* SÉRIE DE TÂCHES *
1. Reproduisez à l'identique les enregistrements en commençant par leur toute première ligne et en vous arrêtant après la ligne qui contient « [396,346,413,361] ».
2. Poursuivez le texte sur le quotidien d'un enseignant au primaire à partir de l'endroit où il s'interrompt.

* TEXTE EXTRAIT *
━━━━━━━━━━━━━━━━━━━━
Comme je le disais, aussitôt mes premières journées terminées, voire mes premiers mois, je me suis vite senti interpellé face à mon nouveau quotidien qui n’avait rien de reluisant. Habité, pour ne pas dire ensorcelé, par une certaine obligation d’agir pour le bien-être de nos enfants. Mais par où commencer, dans ce système qui requiert une procédure écrite pour changer une ampoule ? Je vais devoir vous revenir de nouveau, un petit instant s’il vous plaît.

« Rajdeep, bonne nouvelle, à défaut d’être dans une classe d’accueil, tu auras droit à du soutien linguistique, par contre ce ne sera que 30 minutes par semaine et dans un groupe de trois élèves. Alors, utilise bien tes outils, n’hésite pas si tu as des questions et je vais écrire à tes parents dans le but de bien faire le suivi à la maison. » « My parents don’t speak French. » « Tes parents ne parlent pas français… » Mais bon, je m’y ferai !

Exutoire

Merci de votre patience. Donc, je me suis mis à écrire pour avoir une forme d’exutoire, pour mettre sur papier les absurdités qui affectent le parcours de nos enfants et qui ne le devraient pas, de mon oeil qui venait de l’externe et qui ne comprend toujours pas pourquoi il y a eu environ 30 ministres de l’Éducation au cours des 60 dernières années, pourquoi un enseignant n’aura jamais à se faire évaluer, pourquoi il y a un écart d’environ 40 000 $ entre le premier et le dernier échelon, qui ne sera atteint que 16 ans plus tard et le fameux Voldemort de l’éducation, le devoir de loyauté.

Ah misère, deux petites secondes… « Les amis, je vous ai demandé de faire attention lorsque vous ouvrez la collation fournie par l’école, vous n’avez qu’à me le demander si vous avez de la difficulté. » Mille excuses, ce n’est pas facile pour des petits cocos de première année d’ouvrir des contenants de fruits dans le sirop sans en mettre partout, ne vous en faites pas, car M. Simon va nettoyer et coupera dans la pédagogie faute de temps. Mais bon, je m’y ferai !

Où en étais-je ? Ah oui, beaucoup de choses sont à repenser. Ce qui nous mènerait à de grandes réflexions sur des questions fondamentales telles que : est-ce que la formation des enseignants est encore adéquate ? Est-ce que l’État devrait toujours et encore avoir le dernier mot sur l’éducation de nos bouts de chou ? Est-ce que nous ne devrions pas retrouver une direction pédagogique ainsi qu’un gestionnaire d’établissement dans chaque école primaire ?
━━━━━━━━━━━━━━━━━━━━
* DONNÉES FOURNIES *
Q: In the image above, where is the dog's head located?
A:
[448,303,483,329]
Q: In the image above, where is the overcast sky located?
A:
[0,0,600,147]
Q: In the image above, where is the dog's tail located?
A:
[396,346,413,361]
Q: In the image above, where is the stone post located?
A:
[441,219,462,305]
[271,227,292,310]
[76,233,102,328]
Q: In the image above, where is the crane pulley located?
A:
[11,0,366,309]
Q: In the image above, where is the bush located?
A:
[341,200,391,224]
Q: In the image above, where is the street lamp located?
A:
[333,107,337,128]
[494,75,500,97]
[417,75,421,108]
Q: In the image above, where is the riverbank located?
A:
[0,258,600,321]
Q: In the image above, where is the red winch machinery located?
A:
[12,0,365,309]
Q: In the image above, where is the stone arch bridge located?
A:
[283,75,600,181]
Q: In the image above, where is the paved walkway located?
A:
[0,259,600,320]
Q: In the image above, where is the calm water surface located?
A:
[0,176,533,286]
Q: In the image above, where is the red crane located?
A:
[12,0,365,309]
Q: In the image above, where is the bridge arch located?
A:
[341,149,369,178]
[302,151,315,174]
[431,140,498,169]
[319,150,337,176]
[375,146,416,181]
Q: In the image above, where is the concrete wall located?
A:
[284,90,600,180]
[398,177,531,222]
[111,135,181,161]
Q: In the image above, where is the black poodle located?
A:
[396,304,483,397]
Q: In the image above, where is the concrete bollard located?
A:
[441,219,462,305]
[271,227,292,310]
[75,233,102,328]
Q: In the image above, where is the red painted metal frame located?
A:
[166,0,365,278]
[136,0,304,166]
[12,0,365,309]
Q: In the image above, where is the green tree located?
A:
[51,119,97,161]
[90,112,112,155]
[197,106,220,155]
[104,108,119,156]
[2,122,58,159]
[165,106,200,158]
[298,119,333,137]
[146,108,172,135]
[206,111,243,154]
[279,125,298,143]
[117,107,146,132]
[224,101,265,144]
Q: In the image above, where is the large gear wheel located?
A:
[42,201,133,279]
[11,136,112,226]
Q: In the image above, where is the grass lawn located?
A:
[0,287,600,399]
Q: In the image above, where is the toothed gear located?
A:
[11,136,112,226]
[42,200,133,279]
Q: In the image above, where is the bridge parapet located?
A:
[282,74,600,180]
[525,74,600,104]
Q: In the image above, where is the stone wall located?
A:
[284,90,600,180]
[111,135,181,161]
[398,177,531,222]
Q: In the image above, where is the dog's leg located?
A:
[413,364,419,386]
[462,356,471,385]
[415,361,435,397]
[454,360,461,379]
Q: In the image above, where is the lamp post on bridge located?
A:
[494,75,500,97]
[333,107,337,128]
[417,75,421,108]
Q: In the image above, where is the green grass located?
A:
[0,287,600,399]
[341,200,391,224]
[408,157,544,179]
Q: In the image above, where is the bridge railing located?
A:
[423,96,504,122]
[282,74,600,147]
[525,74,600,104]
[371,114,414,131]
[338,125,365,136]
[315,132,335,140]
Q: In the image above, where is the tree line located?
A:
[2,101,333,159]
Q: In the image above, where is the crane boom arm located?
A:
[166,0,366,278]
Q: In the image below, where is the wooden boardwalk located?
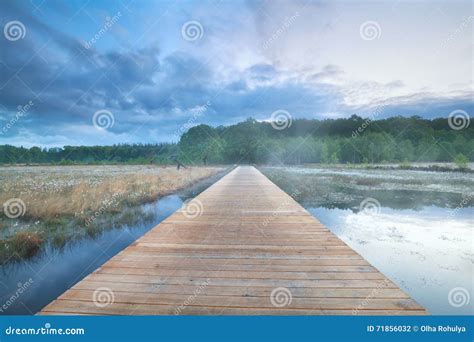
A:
[40,167,426,315]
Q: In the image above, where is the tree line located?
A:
[0,115,474,165]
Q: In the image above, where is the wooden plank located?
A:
[41,167,426,315]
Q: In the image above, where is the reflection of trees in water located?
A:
[265,171,474,212]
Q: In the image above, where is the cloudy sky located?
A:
[0,0,474,147]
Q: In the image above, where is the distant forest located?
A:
[0,115,474,165]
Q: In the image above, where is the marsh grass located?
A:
[0,166,223,264]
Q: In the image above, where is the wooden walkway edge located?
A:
[40,166,427,315]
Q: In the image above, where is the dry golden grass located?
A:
[0,165,222,218]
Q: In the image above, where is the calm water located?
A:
[0,172,224,315]
[262,168,474,315]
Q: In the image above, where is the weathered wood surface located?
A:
[40,167,426,315]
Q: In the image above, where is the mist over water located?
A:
[262,167,474,315]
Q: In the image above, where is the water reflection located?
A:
[0,172,228,315]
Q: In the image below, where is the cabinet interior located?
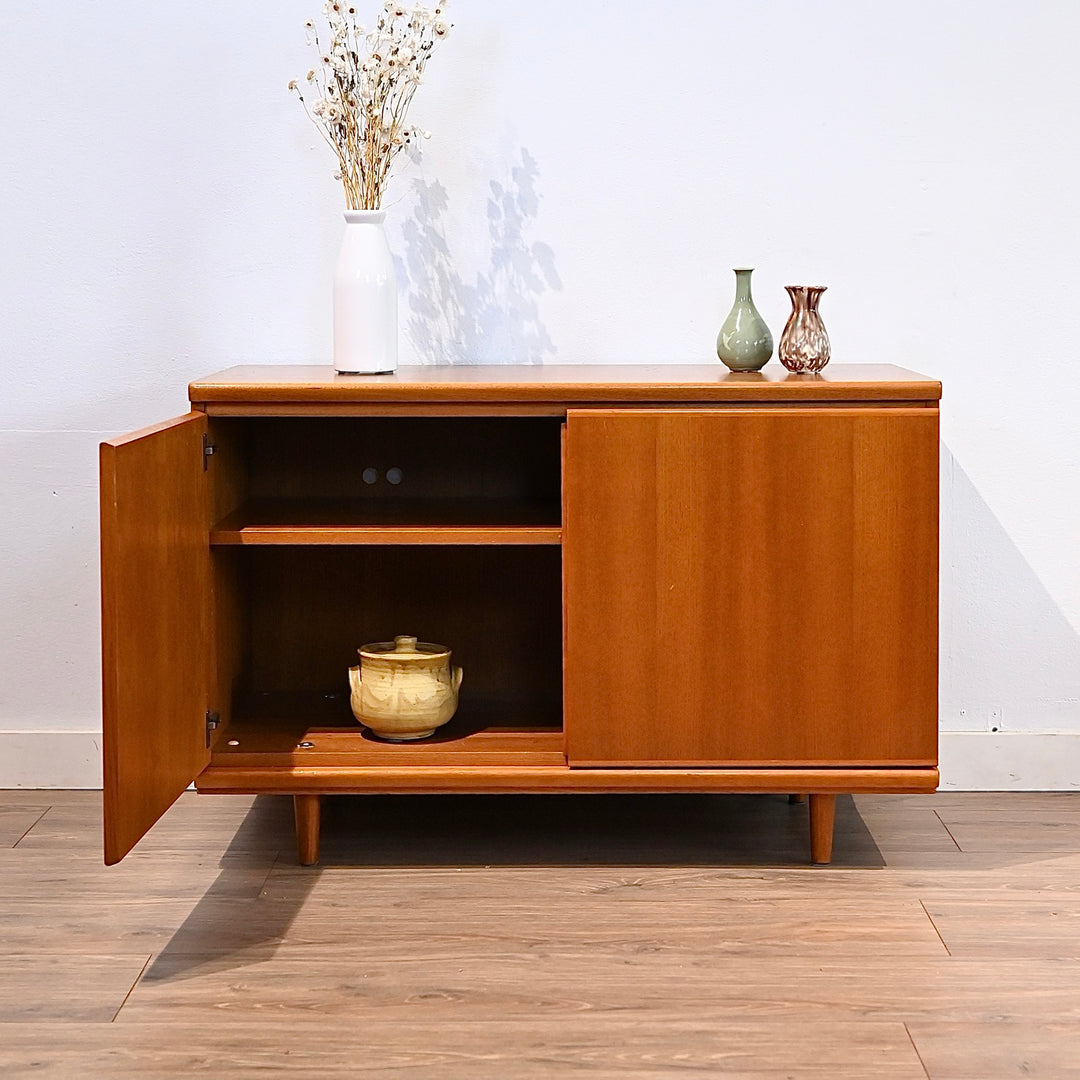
━━━━━━━━━━━━━━━━━━━━
* RÉPONSES *
1.
Q: In the image above, where is the dog's head located?
A:
[448,303,483,329]
Q: In the image above, where is the overcast sky located?
A:
[0,0,600,147]
Q: In the image above, where is the dog's tail located?
A:
[396,346,413,361]

2.
Pourquoi pas un système de nourriture universel pour chaque élève ? Est-ce que le syndicat a un mot à dire sur la pédagogie qui se fait en classe ? Quel est le vrai rôle des centres de services et de ses bureaucrates ? Devrions-nous avoir un ordre professionnel ? Souhaitons-nous le retour de plusieurs classes spéciales ? Quelle est la vraie autonomie professionnelle de l’enseignant ? Quel sera le rôle de l’Institut national d’excellence en éducation ?

Ding ! Un petit moment, je viens de recevoir un courriel provenant de l’école de mon fils. « Chers parents, ce message est pour vous aviser que Mme Clara devra s’absenter pour une durée indéterminée, veuillez être certains qu’il y aura un adulte dans la classe jusqu’au retour de l’enseignante… » Lorsque ce n’est pas comme professeur, eh bien, c’est comme parent… En espérant éviter le dénouement de l’année dernière avec la classe de mon autre fils, où des suppléants se sont succédé de mars à juin à la suite d’un courriel semblable. Mais bon, je m’y ferai.

Histoire

« Les amis, venez vous asseoir au coin lecture, c’est l’heure de notre petite histoire. “Il était une fois, il y a de cela très, très longtemps, la société québécoise a mis sur pied le ministère de l’Éducation à la suite des recommandations du rapport Parent.” Alex, est-ce que tu peux ne pas déranger tes amis pendant que je parle s’il vous plaît ? Tes souliers vont dans tes pieds et non sur ta tête. On me regarde maintenant. “Donc, depuis ce temps, soixante années se sont écoulées, amenant avec elles un lot incroyable de changements dans le quotidien de tout un chacun.” Imaginez les enfants, dans ce temps, les professeurs fumaient dans les classes et l’Internet n’existait pas. » « Les professeurs vapotaient dans l’école, M. Simon ? Si l’Internet n’existait pas, comment faisaient-ils pour regarder YouTube ? » Bon, je vais laisser faire finalement.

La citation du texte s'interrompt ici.